- [GIVEN TASK]: Please pull out every line of the rows below word for word, leaving out the pictures.

Dataset rows on object locations:
· · · ·
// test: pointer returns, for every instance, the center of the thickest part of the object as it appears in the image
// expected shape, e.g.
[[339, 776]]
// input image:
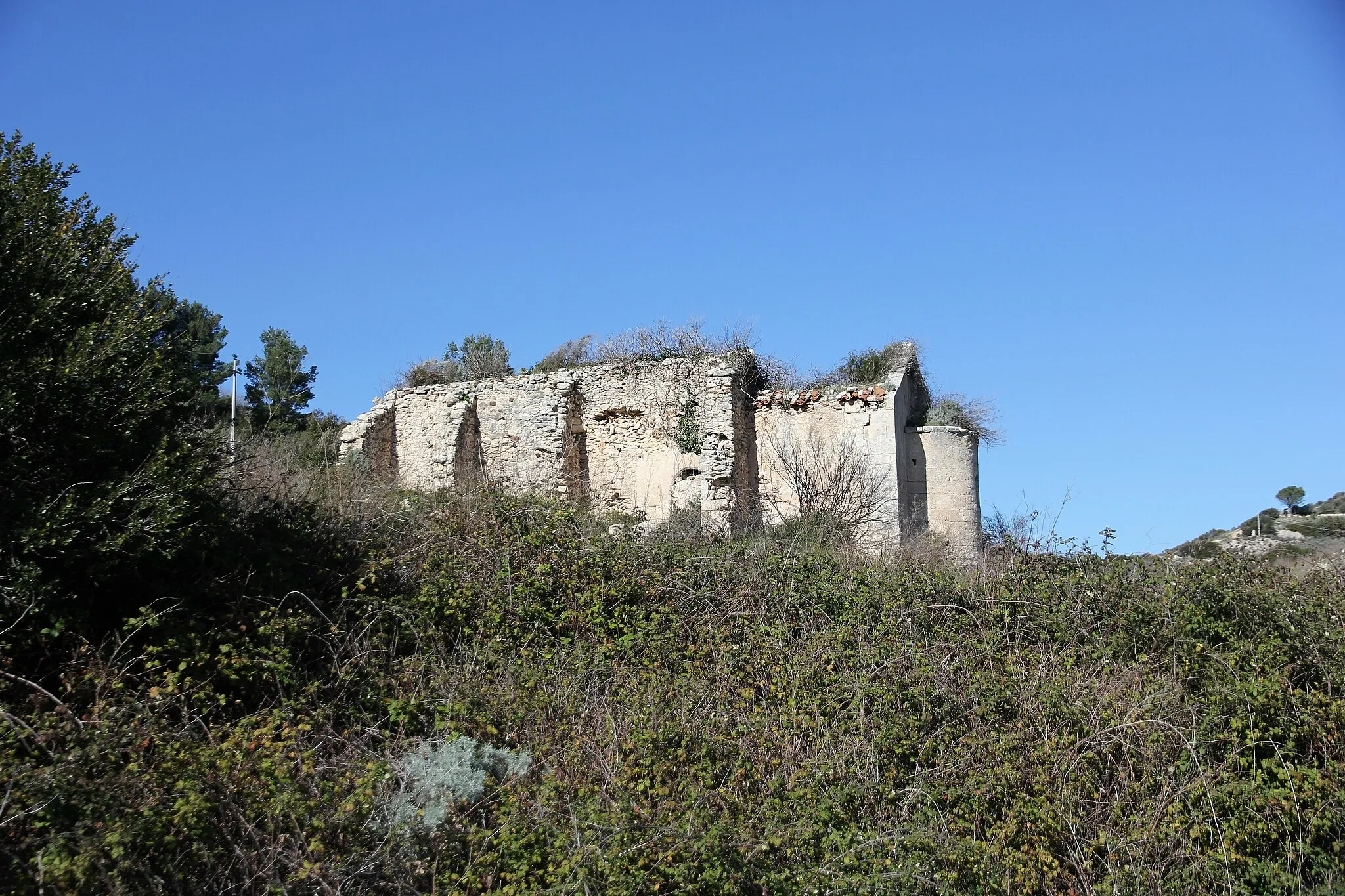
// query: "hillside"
[[1312, 538], [255, 671]]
· · · ·
- [THE COMPLETED TASK]:
// test: pointer returns, for every instance, the center of the thickest part of the object as it appears in the image
// expected shape, e.g.
[[339, 776]]
// input image:
// query: "hillside"
[[1312, 538], [255, 671]]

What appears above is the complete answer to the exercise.